§ Required work:
Please set down the data again exactly, minus the pictures.

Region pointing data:
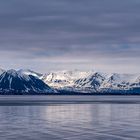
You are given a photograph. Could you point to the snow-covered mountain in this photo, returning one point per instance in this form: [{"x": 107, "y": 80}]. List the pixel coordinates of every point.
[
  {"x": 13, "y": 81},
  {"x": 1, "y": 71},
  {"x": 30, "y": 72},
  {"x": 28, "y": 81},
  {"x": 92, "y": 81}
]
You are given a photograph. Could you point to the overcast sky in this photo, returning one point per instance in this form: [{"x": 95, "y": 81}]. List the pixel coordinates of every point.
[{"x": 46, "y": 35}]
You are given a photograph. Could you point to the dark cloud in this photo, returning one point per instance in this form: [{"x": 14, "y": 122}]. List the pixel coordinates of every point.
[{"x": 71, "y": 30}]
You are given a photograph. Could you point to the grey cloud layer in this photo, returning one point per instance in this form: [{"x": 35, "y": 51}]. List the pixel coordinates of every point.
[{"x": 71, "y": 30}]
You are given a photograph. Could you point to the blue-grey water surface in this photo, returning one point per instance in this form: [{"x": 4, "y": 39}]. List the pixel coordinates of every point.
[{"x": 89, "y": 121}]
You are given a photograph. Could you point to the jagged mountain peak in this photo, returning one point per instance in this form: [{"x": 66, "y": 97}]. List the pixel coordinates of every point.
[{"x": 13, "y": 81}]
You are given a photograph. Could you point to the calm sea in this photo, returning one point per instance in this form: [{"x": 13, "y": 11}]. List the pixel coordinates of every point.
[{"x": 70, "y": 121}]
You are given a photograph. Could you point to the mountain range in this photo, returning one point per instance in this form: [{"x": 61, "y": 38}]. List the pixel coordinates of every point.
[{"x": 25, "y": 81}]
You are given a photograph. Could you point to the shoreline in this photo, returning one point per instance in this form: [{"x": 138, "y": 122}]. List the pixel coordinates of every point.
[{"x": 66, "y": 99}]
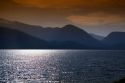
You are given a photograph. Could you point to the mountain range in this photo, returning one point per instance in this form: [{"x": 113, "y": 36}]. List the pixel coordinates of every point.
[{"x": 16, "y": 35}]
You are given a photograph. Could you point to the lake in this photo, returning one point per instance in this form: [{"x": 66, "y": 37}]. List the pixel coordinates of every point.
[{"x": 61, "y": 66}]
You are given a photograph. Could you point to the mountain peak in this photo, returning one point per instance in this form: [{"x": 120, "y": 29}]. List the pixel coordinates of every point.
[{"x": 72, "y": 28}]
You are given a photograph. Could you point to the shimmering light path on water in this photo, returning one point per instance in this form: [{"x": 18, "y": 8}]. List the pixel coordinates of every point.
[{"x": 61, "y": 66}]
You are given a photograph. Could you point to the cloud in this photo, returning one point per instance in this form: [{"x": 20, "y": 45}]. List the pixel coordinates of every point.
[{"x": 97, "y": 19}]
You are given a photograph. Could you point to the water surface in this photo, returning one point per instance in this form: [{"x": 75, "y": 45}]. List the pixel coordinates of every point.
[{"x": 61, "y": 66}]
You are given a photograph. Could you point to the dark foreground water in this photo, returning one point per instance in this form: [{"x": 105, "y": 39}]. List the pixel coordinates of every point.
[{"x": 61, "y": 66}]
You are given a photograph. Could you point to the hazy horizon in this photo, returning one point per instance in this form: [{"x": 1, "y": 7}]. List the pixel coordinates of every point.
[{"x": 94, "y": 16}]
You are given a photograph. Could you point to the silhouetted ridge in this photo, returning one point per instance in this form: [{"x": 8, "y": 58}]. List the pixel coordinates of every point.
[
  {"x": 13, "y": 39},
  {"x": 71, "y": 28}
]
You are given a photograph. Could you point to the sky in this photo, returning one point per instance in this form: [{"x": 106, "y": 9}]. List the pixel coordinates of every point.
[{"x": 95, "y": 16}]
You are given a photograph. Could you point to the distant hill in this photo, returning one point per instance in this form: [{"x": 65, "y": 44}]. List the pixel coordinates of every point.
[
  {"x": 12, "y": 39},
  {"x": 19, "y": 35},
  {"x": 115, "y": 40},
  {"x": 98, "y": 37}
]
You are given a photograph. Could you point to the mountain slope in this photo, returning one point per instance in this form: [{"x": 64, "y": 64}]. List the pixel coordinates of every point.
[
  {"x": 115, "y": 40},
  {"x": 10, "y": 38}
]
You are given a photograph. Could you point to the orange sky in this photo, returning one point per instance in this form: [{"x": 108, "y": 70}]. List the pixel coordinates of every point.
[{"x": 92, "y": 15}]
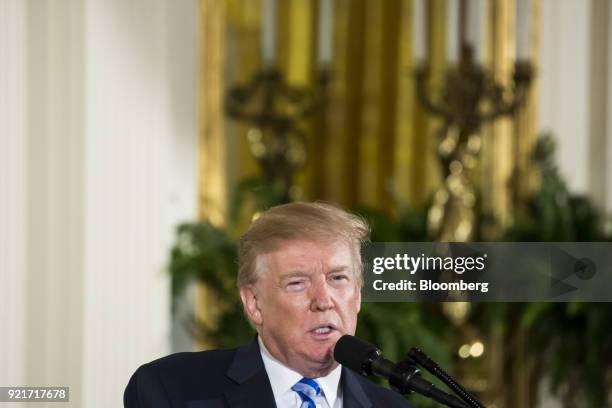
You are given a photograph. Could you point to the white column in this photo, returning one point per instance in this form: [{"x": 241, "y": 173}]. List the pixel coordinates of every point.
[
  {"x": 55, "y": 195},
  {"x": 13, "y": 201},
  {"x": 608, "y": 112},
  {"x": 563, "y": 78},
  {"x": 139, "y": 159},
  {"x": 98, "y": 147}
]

§ Your response:
You are given a photograph. Could you point to the snow-covered mountain in this photo, returning one point per instance in this form: [{"x": 107, "y": 80}]. List the pixel coordinates of every point.
[
  {"x": 13, "y": 81},
  {"x": 1, "y": 71},
  {"x": 30, "y": 72},
  {"x": 28, "y": 81},
  {"x": 92, "y": 81}
]
You are given a photograph. Could you point to the overcast sky in this photo, returning one point per instance in this form: [{"x": 95, "y": 81}]. List the pixel coordinates of every point.
[{"x": 46, "y": 35}]
You are given a photograph. Could you point to the dark cloud in this photo, returning one point per instance in this form: [{"x": 14, "y": 122}]. List the pixel coordinates of every point.
[{"x": 71, "y": 30}]
You are given a photograph. Could you point to the grey cloud layer in this photo, returning one point per instance in this form: [{"x": 35, "y": 51}]. List the pixel coordinates of every point.
[{"x": 71, "y": 30}]
You are given a photograph. Could you point to the blue-grey water surface in this photo, returning one point per instance in this form: [{"x": 4, "y": 39}]. List the pixel coordinates of every point.
[{"x": 89, "y": 121}]
You are given a photograph. Could you point to the jagged mountain peak in this photo, returning one point per instance in this form: [{"x": 66, "y": 97}]. List the pixel coordinates of every point.
[{"x": 13, "y": 81}]
You are given a photograph. Could you point to the calm sea in this photo, returning one point per instance in this form: [{"x": 13, "y": 11}]. List the pixel coordinates of every point.
[{"x": 70, "y": 121}]
You are given a photograph. Could you point to the mountain range in this photo, returning one point per instance in this form: [{"x": 61, "y": 38}]. List the pixel coordinates of every point.
[{"x": 25, "y": 81}]
You are given a photograph. Could you point to the shoreline in this photo, returning one point per instance in this form: [{"x": 138, "y": 122}]. List the pixel coordinates of every point.
[{"x": 66, "y": 99}]
You are given a photograph. Could you point to the mountain range in this photo, returning one point per instance in this form: [{"x": 113, "y": 36}]. List the pixel coordinates of every point.
[{"x": 16, "y": 35}]
You are given a photograph. Could you point to the lake in this photo, returning one point per instance in this form: [{"x": 66, "y": 37}]. List the pixel coordinates of every point.
[{"x": 61, "y": 66}]
You are given a photograph. Could you point to the mountain peak in this photo, returning one point per instance in this form: [{"x": 120, "y": 29}]. List the pixel coordinates of every point.
[{"x": 72, "y": 28}]
You are given a photograph. Could you point to the shimmering light path on water in this photo, returning one point per instance in this form: [{"x": 18, "y": 8}]. List the pixel coordinates of every point.
[{"x": 61, "y": 66}]
You are given a photograph. Could you point to the cloud in this photo, returning one point per instance in this form: [{"x": 20, "y": 45}]. List the pixel coordinates of every point.
[{"x": 97, "y": 19}]
You are given a photograph. Could you point to the water surface in this photo, returning one point per instance in this form: [{"x": 75, "y": 45}]. List the pixel coordinates of every point.
[{"x": 61, "y": 66}]
You are given a photograph. Could you point to the dark foreground water in this photo, returning one point per instance in this form: [{"x": 105, "y": 39}]. List the pixel coordinates of every point.
[{"x": 61, "y": 66}]
You are given a photograph. Could you point to the hazy horizon in this photo, returning one point per instance in this form: [{"x": 1, "y": 7}]. List the pixel coordinates of every point.
[{"x": 94, "y": 16}]
You are given a photograph. Could you point to the silhouetted ridge in this photo, returning one point per instance in this form: [{"x": 8, "y": 58}]. List the pixel coordinates of every point.
[
  {"x": 13, "y": 39},
  {"x": 71, "y": 28}
]
You are given a photograph. Could you point to the sky in this photo, returning one point per instance in this form: [{"x": 106, "y": 9}]. List the pixel coordinates of every point.
[{"x": 95, "y": 16}]
You are given a photograph. Could you point to the distant hill in this photo, returning one point per instance in this form: [{"x": 65, "y": 44}]. List the pixel coordinates of every point.
[
  {"x": 12, "y": 39},
  {"x": 19, "y": 35},
  {"x": 115, "y": 40},
  {"x": 98, "y": 37}
]
You are given a photograph. Could you point to the mountain slope in this photo, returning one point per instance in this form: [{"x": 64, "y": 64}]. List the pixel coordinates of every point.
[
  {"x": 115, "y": 40},
  {"x": 10, "y": 38}
]
You are given a photograph. Could you point to the orange sky in this photo, returning one point per instance in this form: [{"x": 108, "y": 70}]. List the pixel coordinates of every point.
[{"x": 92, "y": 15}]
You are given a photograph. Could you point to the white column in this photo, returning one point per instance in this form: [{"x": 241, "y": 173}]. List the pixel coordinates of every point.
[
  {"x": 55, "y": 195},
  {"x": 13, "y": 201},
  {"x": 608, "y": 112},
  {"x": 563, "y": 78},
  {"x": 139, "y": 159},
  {"x": 98, "y": 147}
]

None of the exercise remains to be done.